### THINGS TO DO
(1) According to the Eastrington Ponds page, what former industrial site does the large pond now occupy?
(2) Reproduce the stretch of the Eastrington Ponds page from "The reserve now" through "fish around them.".

### READING PASSAGE
* Begin *

Eastrington Ponds was declared a Local Nature Reserve in 2002 in recognition of its wildlife value and its importance to the local community. Local Nature Reserves aim to protect places of special interest and provide opportunities for research, education and informal enjoyment.
It is hard to believe that what is now a peaceful nature reserve and fishing lake was once the most industrial area of Eastrington. The large pond exists on the site of the former Eastrington Brick Works and the tranquil rail trail was once the busy Hull to Barnsley line. After 100 years of carrying coal from the West Riding coalfields to the docks in Hull the line closed and the track has now returned to nature. The borrow pits are remnants of the railway construction and were dug to provide material to build the railway embankment. These borrow pits provide valuable wetland areas for wildlife, where plants and animals are not disturbed.
The reserve now provides many rich wildlife habitats, hosting a wealth of flora and fauna. It is a special place where you can simply soak in its tranquillity and relax!
Exploring the Large Pond
The large pond provides a home and important feeding area for wildlife. Wildfowl can be seen on the pond throughout the year, with the rafts floating in the centre of the pond used by roosting ducks and geese. Watch out in the summer for common terns nesting on these artificial islands, and the beautiful great crested grebes diving for fish around them.
Pond dipping enthusiasts will discover that the pond is also home to a variety of pond life such as water beetles, pond skaters, caddis fly larvae and prehistoric dragon and damselflies. The pond provides an atmospheric setting to watch Daubenton's bats flying low over the surface of the water as they hunt after sunset.

* End *

### ITEMS
* Begin *

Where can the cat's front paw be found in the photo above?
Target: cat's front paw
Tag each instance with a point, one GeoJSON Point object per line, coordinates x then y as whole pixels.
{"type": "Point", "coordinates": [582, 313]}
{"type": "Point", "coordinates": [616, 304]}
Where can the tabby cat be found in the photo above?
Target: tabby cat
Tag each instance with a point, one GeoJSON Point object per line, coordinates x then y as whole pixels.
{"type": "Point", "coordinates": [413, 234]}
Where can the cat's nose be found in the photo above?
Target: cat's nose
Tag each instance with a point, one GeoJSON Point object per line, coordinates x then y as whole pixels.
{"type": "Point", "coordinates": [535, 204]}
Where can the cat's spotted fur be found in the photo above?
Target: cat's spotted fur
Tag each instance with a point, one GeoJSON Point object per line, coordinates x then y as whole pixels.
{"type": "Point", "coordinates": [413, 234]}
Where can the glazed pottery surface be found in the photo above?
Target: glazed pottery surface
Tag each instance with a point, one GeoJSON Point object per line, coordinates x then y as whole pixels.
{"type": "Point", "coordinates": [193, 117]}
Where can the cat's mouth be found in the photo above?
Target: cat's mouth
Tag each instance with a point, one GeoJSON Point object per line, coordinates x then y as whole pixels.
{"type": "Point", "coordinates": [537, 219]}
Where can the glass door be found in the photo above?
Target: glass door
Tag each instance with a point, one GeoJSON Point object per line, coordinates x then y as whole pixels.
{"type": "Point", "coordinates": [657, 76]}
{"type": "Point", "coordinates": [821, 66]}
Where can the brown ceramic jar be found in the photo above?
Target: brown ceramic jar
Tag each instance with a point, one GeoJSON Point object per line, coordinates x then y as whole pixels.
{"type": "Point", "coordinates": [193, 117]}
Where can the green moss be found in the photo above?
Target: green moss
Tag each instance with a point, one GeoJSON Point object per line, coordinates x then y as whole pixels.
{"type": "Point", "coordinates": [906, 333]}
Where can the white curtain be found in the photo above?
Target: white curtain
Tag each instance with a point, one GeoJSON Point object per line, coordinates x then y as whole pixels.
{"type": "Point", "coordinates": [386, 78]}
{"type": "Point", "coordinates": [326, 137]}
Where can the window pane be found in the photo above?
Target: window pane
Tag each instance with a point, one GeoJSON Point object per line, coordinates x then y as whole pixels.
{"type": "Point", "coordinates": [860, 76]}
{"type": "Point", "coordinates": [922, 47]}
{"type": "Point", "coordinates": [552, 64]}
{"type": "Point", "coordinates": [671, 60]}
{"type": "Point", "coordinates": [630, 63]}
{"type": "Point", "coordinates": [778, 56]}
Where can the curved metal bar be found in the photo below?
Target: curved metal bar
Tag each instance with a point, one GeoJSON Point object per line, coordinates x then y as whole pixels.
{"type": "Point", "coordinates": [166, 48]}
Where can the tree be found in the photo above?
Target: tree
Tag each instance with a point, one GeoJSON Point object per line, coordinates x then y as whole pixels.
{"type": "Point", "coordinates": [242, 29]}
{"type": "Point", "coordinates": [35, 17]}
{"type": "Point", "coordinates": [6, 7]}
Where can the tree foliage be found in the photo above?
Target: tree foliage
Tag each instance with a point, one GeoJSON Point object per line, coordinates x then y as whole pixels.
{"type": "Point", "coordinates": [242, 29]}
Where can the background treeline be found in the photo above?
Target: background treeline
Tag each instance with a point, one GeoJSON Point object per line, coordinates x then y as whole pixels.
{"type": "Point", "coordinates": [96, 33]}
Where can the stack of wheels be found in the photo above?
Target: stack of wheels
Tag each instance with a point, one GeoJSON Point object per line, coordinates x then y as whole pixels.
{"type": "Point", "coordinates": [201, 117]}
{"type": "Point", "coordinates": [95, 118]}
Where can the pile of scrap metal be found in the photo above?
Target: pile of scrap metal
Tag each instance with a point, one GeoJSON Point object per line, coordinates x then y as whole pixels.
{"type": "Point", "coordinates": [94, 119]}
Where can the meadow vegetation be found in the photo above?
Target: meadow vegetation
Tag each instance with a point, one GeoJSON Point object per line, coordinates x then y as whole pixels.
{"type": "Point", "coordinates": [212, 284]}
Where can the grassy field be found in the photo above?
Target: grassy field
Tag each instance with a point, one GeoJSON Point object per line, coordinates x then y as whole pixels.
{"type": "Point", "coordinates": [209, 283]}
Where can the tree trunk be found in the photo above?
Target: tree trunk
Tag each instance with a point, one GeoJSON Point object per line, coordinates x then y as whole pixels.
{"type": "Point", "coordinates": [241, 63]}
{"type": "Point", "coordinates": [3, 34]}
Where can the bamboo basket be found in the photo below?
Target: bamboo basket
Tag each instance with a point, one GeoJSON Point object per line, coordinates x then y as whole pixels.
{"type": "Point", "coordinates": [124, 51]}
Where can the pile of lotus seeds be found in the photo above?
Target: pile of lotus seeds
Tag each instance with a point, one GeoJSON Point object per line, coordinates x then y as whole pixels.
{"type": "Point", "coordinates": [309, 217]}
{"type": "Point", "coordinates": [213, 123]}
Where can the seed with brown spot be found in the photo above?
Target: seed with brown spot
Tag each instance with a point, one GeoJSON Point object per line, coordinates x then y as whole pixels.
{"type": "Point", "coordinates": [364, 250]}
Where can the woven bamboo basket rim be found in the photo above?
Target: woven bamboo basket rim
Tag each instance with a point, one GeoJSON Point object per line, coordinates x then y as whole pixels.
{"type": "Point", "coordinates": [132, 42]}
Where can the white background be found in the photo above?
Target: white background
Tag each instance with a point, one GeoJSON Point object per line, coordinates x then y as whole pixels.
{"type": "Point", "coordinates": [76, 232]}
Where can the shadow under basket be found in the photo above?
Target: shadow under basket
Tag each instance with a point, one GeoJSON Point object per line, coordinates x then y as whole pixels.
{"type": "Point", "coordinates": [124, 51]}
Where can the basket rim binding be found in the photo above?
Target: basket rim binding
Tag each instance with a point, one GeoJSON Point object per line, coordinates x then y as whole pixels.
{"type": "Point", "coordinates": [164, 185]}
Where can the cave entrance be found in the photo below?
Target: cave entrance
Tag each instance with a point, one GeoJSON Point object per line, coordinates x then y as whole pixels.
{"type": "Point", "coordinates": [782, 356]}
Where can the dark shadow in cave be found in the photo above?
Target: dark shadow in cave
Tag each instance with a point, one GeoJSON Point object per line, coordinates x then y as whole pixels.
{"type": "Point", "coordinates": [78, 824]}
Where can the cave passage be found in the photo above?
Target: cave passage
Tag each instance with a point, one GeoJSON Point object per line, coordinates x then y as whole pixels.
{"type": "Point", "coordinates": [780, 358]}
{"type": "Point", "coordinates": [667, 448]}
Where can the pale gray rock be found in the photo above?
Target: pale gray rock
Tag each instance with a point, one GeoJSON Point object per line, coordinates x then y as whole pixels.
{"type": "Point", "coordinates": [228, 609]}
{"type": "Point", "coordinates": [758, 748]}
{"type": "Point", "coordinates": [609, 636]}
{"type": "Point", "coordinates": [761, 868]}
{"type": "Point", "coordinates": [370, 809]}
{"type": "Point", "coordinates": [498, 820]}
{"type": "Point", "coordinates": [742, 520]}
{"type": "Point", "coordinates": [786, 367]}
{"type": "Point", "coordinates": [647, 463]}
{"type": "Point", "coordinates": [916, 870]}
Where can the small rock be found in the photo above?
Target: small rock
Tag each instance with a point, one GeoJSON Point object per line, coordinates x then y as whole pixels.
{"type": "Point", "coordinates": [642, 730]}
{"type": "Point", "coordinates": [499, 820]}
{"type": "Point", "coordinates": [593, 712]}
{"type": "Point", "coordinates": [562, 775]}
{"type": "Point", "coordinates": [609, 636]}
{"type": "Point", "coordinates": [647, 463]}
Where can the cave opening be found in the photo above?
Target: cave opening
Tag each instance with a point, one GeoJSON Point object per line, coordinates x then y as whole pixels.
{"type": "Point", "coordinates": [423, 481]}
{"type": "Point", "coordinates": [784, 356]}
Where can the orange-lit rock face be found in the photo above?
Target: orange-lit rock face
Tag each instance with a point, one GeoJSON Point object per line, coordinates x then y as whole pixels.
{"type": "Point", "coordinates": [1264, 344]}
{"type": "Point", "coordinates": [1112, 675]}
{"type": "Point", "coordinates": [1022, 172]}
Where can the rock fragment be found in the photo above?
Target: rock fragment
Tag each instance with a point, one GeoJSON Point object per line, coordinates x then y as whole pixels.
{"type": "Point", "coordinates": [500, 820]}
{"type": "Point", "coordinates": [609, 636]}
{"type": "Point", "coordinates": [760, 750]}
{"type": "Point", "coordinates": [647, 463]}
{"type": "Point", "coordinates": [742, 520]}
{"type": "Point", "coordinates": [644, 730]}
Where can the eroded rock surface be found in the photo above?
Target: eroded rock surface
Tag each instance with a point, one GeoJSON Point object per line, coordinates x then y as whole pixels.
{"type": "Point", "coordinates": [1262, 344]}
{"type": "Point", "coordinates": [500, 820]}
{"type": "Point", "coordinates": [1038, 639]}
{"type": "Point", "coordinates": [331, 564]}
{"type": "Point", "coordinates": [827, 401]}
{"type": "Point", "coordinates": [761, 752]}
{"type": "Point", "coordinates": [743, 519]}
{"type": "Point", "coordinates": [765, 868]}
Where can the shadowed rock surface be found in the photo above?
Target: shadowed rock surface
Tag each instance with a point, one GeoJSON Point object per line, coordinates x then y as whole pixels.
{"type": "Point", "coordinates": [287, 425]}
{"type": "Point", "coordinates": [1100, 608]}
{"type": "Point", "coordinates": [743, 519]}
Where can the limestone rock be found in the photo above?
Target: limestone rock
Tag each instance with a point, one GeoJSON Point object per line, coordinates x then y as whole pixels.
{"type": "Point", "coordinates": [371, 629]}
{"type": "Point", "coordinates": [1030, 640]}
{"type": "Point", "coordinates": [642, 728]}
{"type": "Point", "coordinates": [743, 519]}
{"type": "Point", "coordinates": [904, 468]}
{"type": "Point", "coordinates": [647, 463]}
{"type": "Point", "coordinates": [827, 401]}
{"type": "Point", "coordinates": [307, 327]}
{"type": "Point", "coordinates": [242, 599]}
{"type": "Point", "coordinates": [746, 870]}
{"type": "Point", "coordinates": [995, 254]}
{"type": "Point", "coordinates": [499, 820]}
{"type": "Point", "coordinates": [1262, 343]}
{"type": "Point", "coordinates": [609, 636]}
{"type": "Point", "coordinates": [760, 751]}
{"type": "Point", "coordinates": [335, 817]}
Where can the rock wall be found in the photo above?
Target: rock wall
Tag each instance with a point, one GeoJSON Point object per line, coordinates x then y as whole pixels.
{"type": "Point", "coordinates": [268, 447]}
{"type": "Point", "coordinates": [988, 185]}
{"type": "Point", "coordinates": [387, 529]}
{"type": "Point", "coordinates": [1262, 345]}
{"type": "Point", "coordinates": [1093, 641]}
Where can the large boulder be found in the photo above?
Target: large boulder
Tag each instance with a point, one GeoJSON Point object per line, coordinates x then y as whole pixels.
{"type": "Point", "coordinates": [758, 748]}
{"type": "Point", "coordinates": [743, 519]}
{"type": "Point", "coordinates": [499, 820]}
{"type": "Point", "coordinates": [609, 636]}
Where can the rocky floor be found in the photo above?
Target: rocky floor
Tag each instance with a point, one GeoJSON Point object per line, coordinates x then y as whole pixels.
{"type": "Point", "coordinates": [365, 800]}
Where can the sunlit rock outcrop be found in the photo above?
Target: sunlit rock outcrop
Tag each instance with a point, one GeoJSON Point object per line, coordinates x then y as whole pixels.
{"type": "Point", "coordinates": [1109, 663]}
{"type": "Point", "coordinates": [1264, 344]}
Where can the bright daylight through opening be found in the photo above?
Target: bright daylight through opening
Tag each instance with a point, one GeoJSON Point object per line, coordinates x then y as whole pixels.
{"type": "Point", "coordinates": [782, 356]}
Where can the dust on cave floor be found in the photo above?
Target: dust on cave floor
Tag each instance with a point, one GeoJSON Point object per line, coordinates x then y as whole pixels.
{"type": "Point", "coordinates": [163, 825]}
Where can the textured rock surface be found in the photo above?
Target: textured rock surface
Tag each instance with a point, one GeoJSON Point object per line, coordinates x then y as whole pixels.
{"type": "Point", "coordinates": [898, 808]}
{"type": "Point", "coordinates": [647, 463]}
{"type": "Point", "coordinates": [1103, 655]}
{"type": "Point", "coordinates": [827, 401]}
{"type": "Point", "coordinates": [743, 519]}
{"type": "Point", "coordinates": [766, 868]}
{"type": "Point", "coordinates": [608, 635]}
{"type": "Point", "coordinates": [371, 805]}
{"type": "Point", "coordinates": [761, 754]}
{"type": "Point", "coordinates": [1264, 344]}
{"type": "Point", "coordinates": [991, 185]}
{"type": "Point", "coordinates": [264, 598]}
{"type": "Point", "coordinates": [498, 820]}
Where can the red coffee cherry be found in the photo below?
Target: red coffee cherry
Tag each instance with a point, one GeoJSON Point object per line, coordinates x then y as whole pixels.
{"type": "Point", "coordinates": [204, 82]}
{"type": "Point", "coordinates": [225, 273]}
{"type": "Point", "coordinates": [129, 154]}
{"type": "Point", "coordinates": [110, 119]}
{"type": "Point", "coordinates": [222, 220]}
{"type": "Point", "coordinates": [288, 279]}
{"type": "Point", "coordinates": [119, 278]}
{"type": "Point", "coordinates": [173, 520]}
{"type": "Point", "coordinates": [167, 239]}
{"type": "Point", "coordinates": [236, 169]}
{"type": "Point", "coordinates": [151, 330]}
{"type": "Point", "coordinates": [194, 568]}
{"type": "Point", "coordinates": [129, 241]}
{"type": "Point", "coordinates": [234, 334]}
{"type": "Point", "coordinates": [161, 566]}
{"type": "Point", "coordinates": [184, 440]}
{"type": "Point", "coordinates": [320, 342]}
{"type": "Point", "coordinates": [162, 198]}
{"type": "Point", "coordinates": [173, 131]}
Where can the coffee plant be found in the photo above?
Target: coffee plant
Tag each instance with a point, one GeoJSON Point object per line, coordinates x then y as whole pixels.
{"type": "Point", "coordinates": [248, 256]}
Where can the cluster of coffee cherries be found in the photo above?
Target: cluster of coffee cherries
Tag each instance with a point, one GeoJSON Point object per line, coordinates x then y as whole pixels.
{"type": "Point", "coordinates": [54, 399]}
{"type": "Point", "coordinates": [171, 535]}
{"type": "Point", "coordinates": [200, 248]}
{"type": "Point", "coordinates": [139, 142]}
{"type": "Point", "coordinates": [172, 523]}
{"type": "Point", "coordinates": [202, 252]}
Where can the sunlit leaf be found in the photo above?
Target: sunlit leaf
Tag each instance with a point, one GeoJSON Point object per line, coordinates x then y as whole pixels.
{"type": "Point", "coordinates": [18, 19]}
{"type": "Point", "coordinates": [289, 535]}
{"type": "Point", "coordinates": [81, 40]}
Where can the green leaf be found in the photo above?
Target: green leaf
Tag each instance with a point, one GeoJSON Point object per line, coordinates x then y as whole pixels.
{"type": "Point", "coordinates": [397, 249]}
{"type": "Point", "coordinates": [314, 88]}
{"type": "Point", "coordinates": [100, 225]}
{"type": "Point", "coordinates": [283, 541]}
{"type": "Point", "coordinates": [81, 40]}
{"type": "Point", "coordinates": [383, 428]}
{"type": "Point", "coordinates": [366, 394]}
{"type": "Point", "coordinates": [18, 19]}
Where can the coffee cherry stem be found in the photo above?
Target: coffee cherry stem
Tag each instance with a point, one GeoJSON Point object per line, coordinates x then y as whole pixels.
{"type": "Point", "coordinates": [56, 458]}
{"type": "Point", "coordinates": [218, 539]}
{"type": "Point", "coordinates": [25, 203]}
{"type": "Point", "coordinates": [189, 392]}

* End *

### SOLVED PROBLEMS
(1) The large pond sits on the site of the former Eastrington Brick Works.

(2)
The reserve now provides many rich wildlife habitats, hosting a wealth of flora and fauna. It is a special place where you can simply soak in its tranquillity and relax!
Exploring the Large Pond
The large pond provides a home and important feeding area for wildlife. Wildfowl can be seen on the pond throughout the year, with the rafts floating in the centre of the pond used by roosting ducks and geese. Watch out in the summer for common terns nesting on these artificial islands, and the beautiful great crested grebes diving for fish around them.